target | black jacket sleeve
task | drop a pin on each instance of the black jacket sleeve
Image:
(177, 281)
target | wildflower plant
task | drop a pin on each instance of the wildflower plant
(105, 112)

---

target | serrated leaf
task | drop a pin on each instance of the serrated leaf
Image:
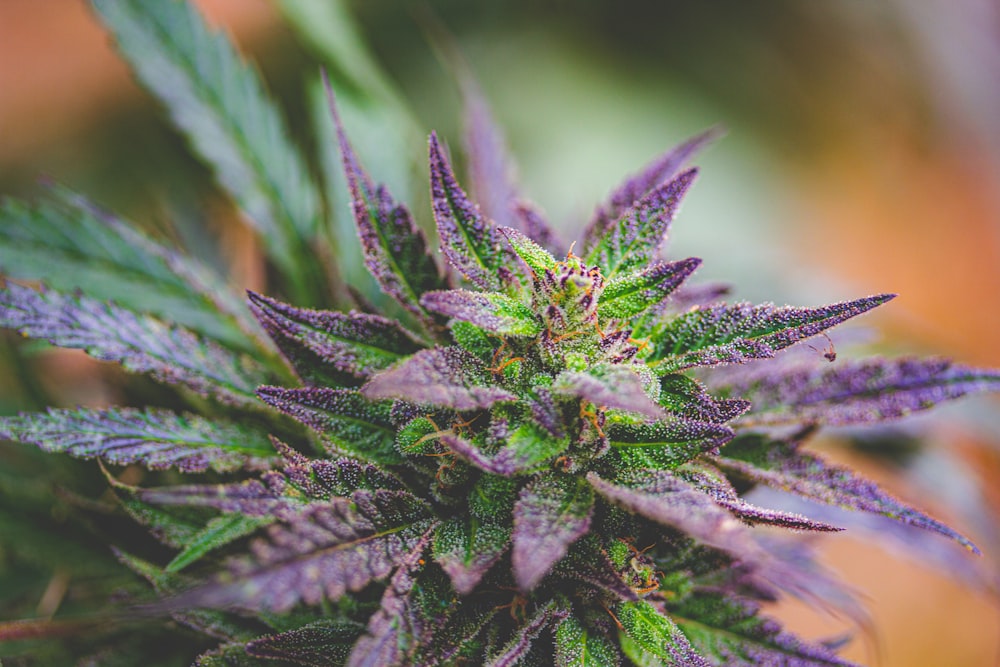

**Exercise:**
Find every line in the listing that contains the word "serrated" and copy each of those lines in full.

**Full answer:**
target | serrated leaf
task | drop a pin on each instance of the serrated leaf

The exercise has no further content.